SET EXERCISE
Return every line of the listing below unchanged, leaving out the pictures.

--- START MATERIAL PROVIDED ---

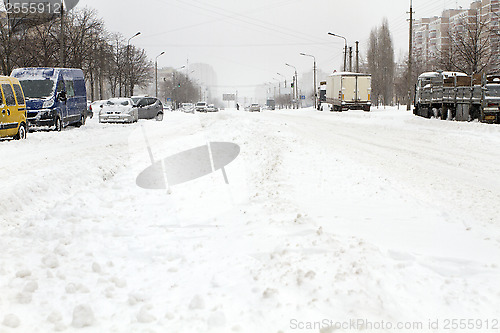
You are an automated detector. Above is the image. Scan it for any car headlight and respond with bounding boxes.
[42,97,54,109]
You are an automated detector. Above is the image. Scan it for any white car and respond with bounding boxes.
[207,104,219,112]
[99,98,139,123]
[196,102,208,112]
[87,99,108,118]
[181,103,194,113]
[248,103,260,112]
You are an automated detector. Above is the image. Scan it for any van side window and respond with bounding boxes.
[2,84,16,106]
[64,81,75,97]
[14,84,24,105]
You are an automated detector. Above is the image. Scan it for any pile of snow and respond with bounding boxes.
[0,108,500,332]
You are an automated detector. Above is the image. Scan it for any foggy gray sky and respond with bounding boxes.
[78,0,471,91]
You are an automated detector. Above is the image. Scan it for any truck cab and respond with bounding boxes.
[12,67,87,131]
[0,76,28,140]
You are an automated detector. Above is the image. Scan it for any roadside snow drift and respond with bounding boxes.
[0,108,500,332]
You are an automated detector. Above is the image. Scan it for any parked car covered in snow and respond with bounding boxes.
[99,97,139,123]
[249,103,260,112]
[196,102,208,112]
[87,99,108,119]
[132,96,163,121]
[207,104,219,112]
[0,76,28,139]
[181,103,195,113]
[12,67,87,131]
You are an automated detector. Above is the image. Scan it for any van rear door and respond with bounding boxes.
[358,76,371,102]
[0,81,19,137]
[342,75,356,102]
[56,76,69,126]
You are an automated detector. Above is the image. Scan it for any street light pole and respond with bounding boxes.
[273,77,281,107]
[328,32,347,72]
[300,53,318,109]
[285,64,299,109]
[172,66,186,109]
[155,51,165,97]
[276,73,286,109]
[127,31,141,96]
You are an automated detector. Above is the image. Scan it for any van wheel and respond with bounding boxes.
[54,117,62,132]
[76,114,85,127]
[14,124,28,140]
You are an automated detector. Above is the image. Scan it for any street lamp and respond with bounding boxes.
[172,66,186,109]
[276,73,286,109]
[155,51,165,97]
[127,31,141,96]
[300,53,317,108]
[273,77,281,107]
[328,32,347,72]
[285,64,299,109]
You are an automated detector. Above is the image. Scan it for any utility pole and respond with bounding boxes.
[59,0,66,68]
[349,46,352,72]
[406,0,413,111]
[300,53,318,109]
[356,41,359,73]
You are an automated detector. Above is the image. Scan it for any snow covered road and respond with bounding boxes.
[0,108,500,332]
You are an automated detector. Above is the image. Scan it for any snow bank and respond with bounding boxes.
[0,109,500,332]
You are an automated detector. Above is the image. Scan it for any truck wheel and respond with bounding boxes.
[76,114,86,127]
[54,117,62,132]
[14,124,28,140]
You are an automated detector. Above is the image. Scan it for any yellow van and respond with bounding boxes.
[0,76,28,140]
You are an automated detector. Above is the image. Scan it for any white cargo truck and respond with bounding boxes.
[323,72,372,111]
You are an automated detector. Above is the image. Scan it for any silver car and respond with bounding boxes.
[249,103,260,112]
[132,96,163,121]
[181,103,194,113]
[99,98,139,123]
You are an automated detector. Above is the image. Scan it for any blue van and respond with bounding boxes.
[11,68,87,131]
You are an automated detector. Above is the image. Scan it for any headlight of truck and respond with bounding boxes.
[42,97,54,109]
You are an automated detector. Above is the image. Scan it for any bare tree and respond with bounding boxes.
[367,19,395,105]
[441,12,498,74]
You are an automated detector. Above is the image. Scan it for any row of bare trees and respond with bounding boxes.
[0,8,153,100]
[362,13,500,105]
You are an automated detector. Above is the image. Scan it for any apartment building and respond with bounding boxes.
[413,0,500,71]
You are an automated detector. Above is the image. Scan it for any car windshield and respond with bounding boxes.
[20,79,55,98]
[131,97,142,105]
[106,99,129,106]
[486,84,500,97]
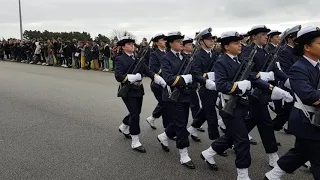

--- END MATERIAL PROVIDED ---

ANSWER FOR THIS EXERCISE
You are an automated detector. Above is the image. Scan it for any car headlight and respond with bounding boxes.
[42,97,54,109]
You are an automated detector. Above is the image. Scan it for any white car and respond with bounding boxes.
[207,104,219,112]
[99,98,139,123]
[196,102,208,112]
[87,99,108,118]
[181,103,194,113]
[248,103,260,112]
You are an automated detector. Above is the image. Scan it for any van side window and respond with bounding boxes.
[2,84,16,106]
[64,81,75,97]
[14,84,24,105]
You are an automated detector. Above is the image. Scan it for any pile of snow and respond with bounding boxes.
[0,108,500,332]
You are an automated detector. Above is the image. Scan it for any foggy gray sky and respond with bounding boxes.
[78,0,471,91]
You are an automated detector. Above is the image. Scan it for any truck cab and respond with bounding boxes.
[12,67,87,131]
[0,76,28,140]
You are an automated detector. Above is the image. Scan it for any roadside snow drift and respond with bounding boxes.
[0,108,500,332]
You are an automated detector. Above is the image. Scan it for any parked car covered in snow and respond with bounding boxes.
[99,97,139,123]
[249,103,260,112]
[196,102,208,112]
[87,99,108,119]
[132,96,163,121]
[207,104,219,112]
[0,76,28,139]
[181,103,195,113]
[12,67,87,131]
You are an automated detector. Above is the image. Scan it for any van rear door and respond with bounding boxes.
[358,76,371,102]
[0,81,19,137]
[342,75,356,102]
[56,76,69,126]
You are an automated detector. Above is the image. Scan it for any street light pole and respond with bounding boxes.
[273,77,281,107]
[328,32,347,72]
[300,53,318,109]
[285,64,299,109]
[172,66,186,109]
[155,51,165,97]
[276,73,286,109]
[127,31,141,96]
You are an automated detector. Above is the image. Scan it for any van wheel and respond with bounding boxes.
[54,117,62,132]
[76,114,85,127]
[14,124,28,140]
You are an automated detector. Above is the image. Scan it for any street lamp and respond with bounding boxes.
[172,66,186,109]
[276,73,286,109]
[155,51,165,97]
[127,31,141,96]
[300,53,317,108]
[273,77,281,107]
[328,32,347,72]
[285,64,299,109]
You are an automated detector. Above is the image. Scan it for any utility pole and respond with bounding boxes.
[59,0,66,68]
[349,46,352,72]
[406,0,413,111]
[300,53,318,109]
[356,41,359,73]
You are an automated detector. Above is the image. Scan it for any snow covered road and respond with bounding boxes.
[0,108,500,332]
You are an automated detector. Above is the image. Scan it for any snow bank and respond with bounding boxes.
[0,109,500,332]
You are an automated detector. Above is the image. Scan it for any truck wheel and respond with bounding boxes.
[76,114,86,127]
[54,117,62,132]
[14,124,28,140]
You are an automated detector. Above is the image. Scan it for any yellow van and respond with bounding boxes.
[0,76,28,140]
You are an automated detector. Above is the image. Scan it for any white cargo truck and respond with bounding boxes.
[323,72,372,111]
You are an automated detector. Above is the image. Scan it for any silver car and respond with bounding boxes.
[249,103,260,112]
[132,96,163,121]
[181,103,194,113]
[99,98,139,123]
You are an automated detector. Above is the image. Scan it for any blue van and respond with bounding boxes.
[11,68,87,131]
You are an automated detector. Above is the image. Scan it for any headlight of truck and respond with bounding boxes.
[42,97,54,109]
You are an automated detector. Above is the image. Scan it for any bare tree and respond with bounding boxes.
[367,19,395,105]
[441,12,498,74]
You are an automated detector. Above is the image. Scan it for any row of bare trees and respond with bounding boxes.
[0,8,153,100]
[362,13,500,105]
You are an automated detector. Above is the image. Scan it for any apartment building and respond with bounding boxes.
[413,0,500,71]
You are an automated detector. Above is the image. Scan it for any car windshield and respond with bounding boxes.
[20,79,55,98]
[131,97,142,105]
[106,99,129,106]
[486,84,500,97]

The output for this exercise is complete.